> **Exercise brief**
Pick out and copy each row below that contains the word "white". Case counts, so a match must have the same capitalization.

(Dataset excerpt)
____

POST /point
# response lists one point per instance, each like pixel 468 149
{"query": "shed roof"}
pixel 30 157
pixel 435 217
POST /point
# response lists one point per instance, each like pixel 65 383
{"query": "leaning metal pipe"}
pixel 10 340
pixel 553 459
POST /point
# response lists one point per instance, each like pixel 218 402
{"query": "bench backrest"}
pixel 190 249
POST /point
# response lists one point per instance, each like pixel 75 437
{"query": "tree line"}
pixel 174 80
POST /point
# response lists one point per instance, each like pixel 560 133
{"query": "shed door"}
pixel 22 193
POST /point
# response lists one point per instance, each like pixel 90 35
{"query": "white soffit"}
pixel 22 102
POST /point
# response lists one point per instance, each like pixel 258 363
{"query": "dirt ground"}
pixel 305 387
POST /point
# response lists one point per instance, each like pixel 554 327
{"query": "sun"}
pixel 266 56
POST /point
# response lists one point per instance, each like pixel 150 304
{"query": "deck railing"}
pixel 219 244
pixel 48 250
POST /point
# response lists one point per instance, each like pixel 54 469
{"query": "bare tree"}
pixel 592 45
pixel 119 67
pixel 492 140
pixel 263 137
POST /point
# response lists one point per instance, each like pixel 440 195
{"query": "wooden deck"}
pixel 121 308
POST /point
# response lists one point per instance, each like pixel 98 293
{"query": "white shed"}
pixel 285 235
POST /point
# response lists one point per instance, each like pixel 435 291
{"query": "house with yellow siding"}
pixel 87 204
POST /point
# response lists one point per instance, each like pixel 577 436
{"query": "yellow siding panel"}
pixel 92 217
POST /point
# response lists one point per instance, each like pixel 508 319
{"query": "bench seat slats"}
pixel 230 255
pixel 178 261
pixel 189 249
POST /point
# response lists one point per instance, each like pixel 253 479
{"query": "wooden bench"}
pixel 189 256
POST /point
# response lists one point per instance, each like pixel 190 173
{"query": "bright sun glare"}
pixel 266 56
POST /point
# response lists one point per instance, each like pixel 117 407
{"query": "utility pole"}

____

> **Answer to the task**
{"query": "white soffit"}
{"query": "white shed"}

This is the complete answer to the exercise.